━━━ RECORDED DATA

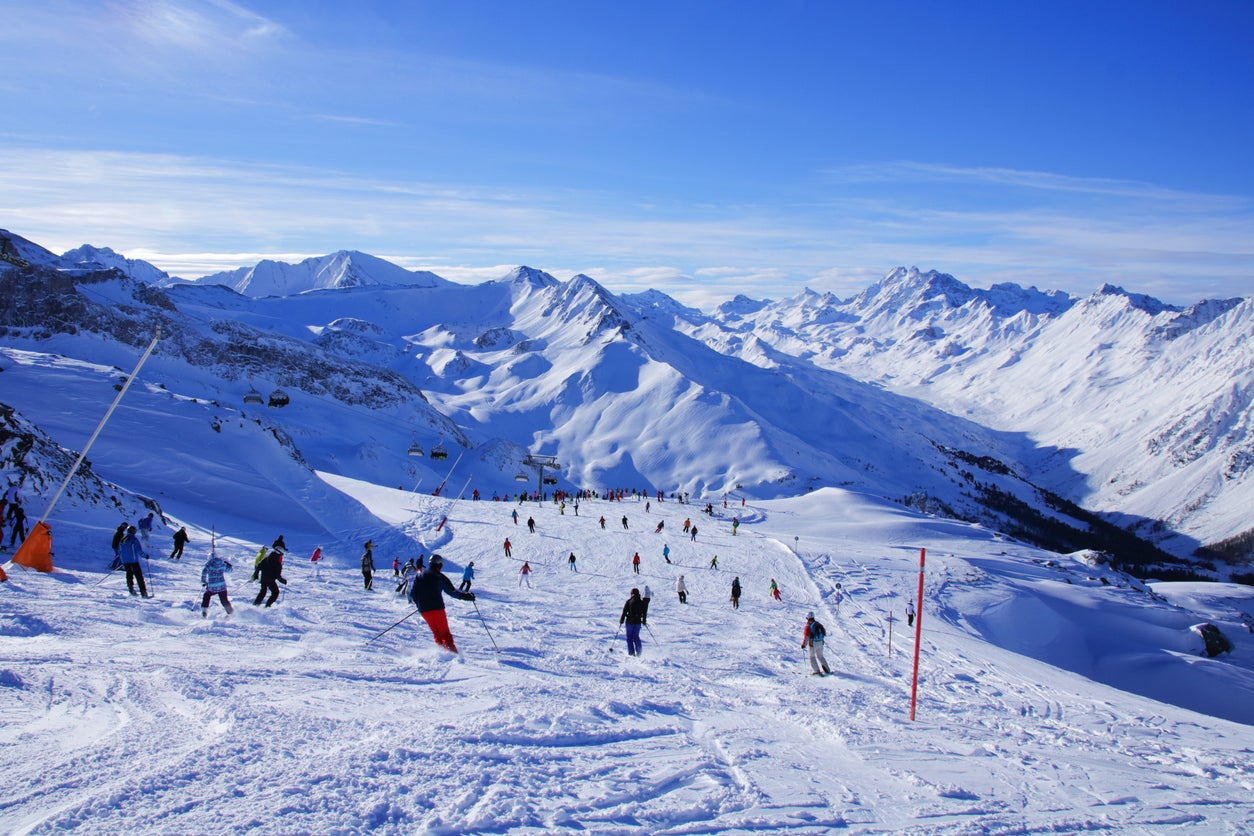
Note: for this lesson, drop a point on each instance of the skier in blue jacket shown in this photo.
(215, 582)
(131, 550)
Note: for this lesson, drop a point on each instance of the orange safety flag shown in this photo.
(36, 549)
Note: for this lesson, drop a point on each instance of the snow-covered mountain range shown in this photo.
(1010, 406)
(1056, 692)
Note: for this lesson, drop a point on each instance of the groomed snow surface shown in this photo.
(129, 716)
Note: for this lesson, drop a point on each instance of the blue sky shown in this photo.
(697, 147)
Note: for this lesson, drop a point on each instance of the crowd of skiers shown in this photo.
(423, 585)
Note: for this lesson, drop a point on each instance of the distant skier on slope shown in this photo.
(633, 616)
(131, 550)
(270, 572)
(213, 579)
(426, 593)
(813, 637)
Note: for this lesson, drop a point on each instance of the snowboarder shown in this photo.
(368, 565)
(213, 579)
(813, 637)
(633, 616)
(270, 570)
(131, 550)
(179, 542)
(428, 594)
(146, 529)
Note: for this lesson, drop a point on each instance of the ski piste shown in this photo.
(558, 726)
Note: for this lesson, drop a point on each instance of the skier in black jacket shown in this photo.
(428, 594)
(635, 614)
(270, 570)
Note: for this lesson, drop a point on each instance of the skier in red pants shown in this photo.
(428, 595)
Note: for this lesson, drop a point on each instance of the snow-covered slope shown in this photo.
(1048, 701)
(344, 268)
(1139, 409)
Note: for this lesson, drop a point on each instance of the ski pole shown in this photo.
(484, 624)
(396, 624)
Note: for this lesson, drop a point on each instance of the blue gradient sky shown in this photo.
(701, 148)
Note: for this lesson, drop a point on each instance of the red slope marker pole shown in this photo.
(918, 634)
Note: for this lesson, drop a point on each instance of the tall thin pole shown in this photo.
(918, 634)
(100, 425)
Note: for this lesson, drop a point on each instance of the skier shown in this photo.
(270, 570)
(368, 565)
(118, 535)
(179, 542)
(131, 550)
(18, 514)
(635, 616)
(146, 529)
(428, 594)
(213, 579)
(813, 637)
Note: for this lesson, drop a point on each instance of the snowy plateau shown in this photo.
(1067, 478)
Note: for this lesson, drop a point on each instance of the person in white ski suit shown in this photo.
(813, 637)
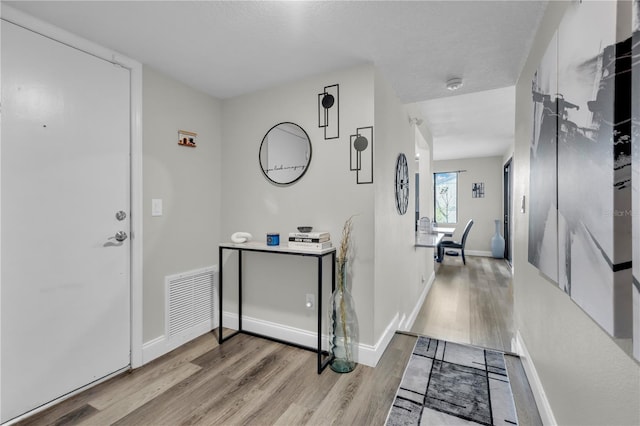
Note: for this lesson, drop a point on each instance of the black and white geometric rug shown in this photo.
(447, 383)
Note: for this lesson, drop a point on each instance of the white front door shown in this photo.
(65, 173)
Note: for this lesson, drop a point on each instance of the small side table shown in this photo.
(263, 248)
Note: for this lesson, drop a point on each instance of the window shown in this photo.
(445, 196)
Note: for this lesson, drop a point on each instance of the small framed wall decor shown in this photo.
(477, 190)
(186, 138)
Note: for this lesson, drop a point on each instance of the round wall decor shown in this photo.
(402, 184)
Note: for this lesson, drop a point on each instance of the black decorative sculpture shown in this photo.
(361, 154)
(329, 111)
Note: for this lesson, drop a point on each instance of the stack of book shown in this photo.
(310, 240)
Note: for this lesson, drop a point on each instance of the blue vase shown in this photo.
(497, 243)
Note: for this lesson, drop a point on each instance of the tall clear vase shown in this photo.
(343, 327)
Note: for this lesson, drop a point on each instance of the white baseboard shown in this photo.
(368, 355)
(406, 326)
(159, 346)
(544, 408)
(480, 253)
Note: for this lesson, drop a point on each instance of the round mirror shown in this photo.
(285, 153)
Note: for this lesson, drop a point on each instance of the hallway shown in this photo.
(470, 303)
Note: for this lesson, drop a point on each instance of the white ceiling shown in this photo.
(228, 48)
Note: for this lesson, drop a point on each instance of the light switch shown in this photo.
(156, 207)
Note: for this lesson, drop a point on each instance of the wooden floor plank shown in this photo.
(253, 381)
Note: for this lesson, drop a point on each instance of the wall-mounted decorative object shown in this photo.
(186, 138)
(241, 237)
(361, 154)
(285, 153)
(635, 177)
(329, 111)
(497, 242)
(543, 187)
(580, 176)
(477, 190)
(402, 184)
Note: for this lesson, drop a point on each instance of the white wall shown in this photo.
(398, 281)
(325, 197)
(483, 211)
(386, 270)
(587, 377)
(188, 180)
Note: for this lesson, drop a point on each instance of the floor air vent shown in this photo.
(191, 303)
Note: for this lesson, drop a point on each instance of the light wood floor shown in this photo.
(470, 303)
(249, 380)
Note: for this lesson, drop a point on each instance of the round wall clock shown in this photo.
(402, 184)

━━━━━━

=== EXERCISE ===
Leaving every picture out, repeat each line of the material exactly.

=== EXERCISE RESPONSE ===
Note: for this lesson, drop a point on each instance of the skier in blue jacket shown in this photo.
(215, 582)
(131, 550)
Note: for this lesson, drop a point on each instance of the orange safety flag shown in this photo.
(36, 549)
Note: for this lesson, drop a point on each instance of the snow-covered mountain range shown in this photo.
(1010, 406)
(1056, 692)
Note: for this lesson, drop a point on each instance of the groomed snow surface shown in this photo.
(129, 716)
Note: for this lesson, drop a point on each instance of the blue sky shown in this photo.
(697, 147)
Note: for this lesson, drop a point on each instance of the crowd of skiers shown in this photo.
(423, 585)
Note: for this lesson, drop a point on each instance of the distant skier on slope shown in this photo.
(633, 616)
(131, 550)
(270, 572)
(213, 579)
(426, 593)
(813, 637)
Note: for this lesson, drop a point on each instance of the snowboarder shown in this photo.
(368, 565)
(213, 579)
(813, 637)
(633, 616)
(270, 570)
(131, 550)
(179, 542)
(428, 594)
(146, 529)
Note: for this lesson, drop a point on each instance of the ski piste shown in this photo.
(558, 726)
Note: for this lesson, drop a point on each instance of the skier in black jacket shown in this photo.
(428, 594)
(635, 614)
(270, 570)
Note: for this lesson, drop a point on each instance of the skier in red pants shown in this photo.
(428, 595)
Note: for this lesson, drop a point on each instance of the snow-covered slope shown in this photo.
(1048, 701)
(344, 268)
(1139, 409)
Note: for this lesson, drop a point on each instance of the ski pole shown in this photo.
(484, 624)
(396, 624)
Note: for this lesson, drop a point on each instance of the blue gradient sky shown in this photo.
(701, 148)
Note: for this lesson, drop a point on each instance of the red slope marker pole shown in this photo.
(918, 634)
Note: for this lesson, drop a point on each instance of the tall thin pole shown in this photo.
(918, 634)
(100, 425)
Note: for this lesson, drop a point on each instance of the skier shown in this photo.
(270, 570)
(368, 565)
(118, 535)
(179, 542)
(131, 550)
(18, 514)
(635, 616)
(146, 529)
(428, 594)
(213, 579)
(813, 637)
Note: for this lesson, drop a point on each instance of the snowy plateau shown in this photo.
(1067, 478)
Note: for this lesson, drop a point on each instance of the person in white ski suit shown in this photo.
(813, 637)
Note: for this lesson, drop a point on each instance of the black and white geometric rug shown in this photo.
(447, 383)
Note: for this lesson, drop a point on each instance of the white front door shown in this photo.
(65, 173)
Note: for this lesson, drop a point on each instance of the small side table shown in this photo.
(263, 248)
Note: for this lesson, drop a point on each instance of the window shown in this photo.
(445, 196)
Note: for this lesson, drop a point on each instance of the small framed wall decor shown in this photo.
(477, 190)
(186, 138)
Note: for this lesson, drop a point on each instance of the round wall decor shown in this photo.
(402, 184)
Note: for this lesson, drop a point on each instance of the black decorative sculpture shown in this photo.
(361, 154)
(329, 111)
Note: for this lesson, drop a point on each instance of the stack of book shown in this photo.
(310, 240)
Note: for this lesson, drop a point on each instance of the blue vase shown in this photo.
(497, 243)
Note: for this lesson, drop a point on each instance of the tall clear vase shown in this photo.
(343, 327)
Note: for this lesson, drop a point on each instance of the white baseboard shown in this photo.
(368, 355)
(406, 326)
(159, 346)
(544, 408)
(480, 253)
Note: for this lesson, drop a point on each instance of the round mirror shown in this photo.
(285, 153)
Note: for this lesson, drop a point on each instance of the hallway shown in this photo.
(470, 303)
Note: for this lesson, drop a point on each instance of the white ceiling shown in this photo.
(228, 48)
Note: for this lesson, drop a point on each instance of the light switch shown in this photo.
(156, 207)
Note: for this lesson, drop a point on each instance of the wooden floor plank shown in this photo.
(253, 381)
Note: for this lesson, drop a point on each instance of the wall-mounted decorative object shown in this photo.
(186, 138)
(241, 237)
(361, 154)
(285, 153)
(635, 177)
(329, 111)
(497, 242)
(543, 187)
(580, 176)
(477, 190)
(402, 184)
Note: for this lesson, drop a point on each instance of the white wall shown in this photo.
(398, 281)
(325, 197)
(483, 211)
(386, 270)
(587, 377)
(188, 180)
Note: for this lesson, drop a point on each instance of the floor air vent shown in this photo.
(191, 303)
Note: for this lesson, drop a point on each instance of the light wood floor shown in this photo.
(470, 303)
(249, 380)
Note: for this lesson, drop a point on each instance of the round wall clock shown in this photo.
(402, 184)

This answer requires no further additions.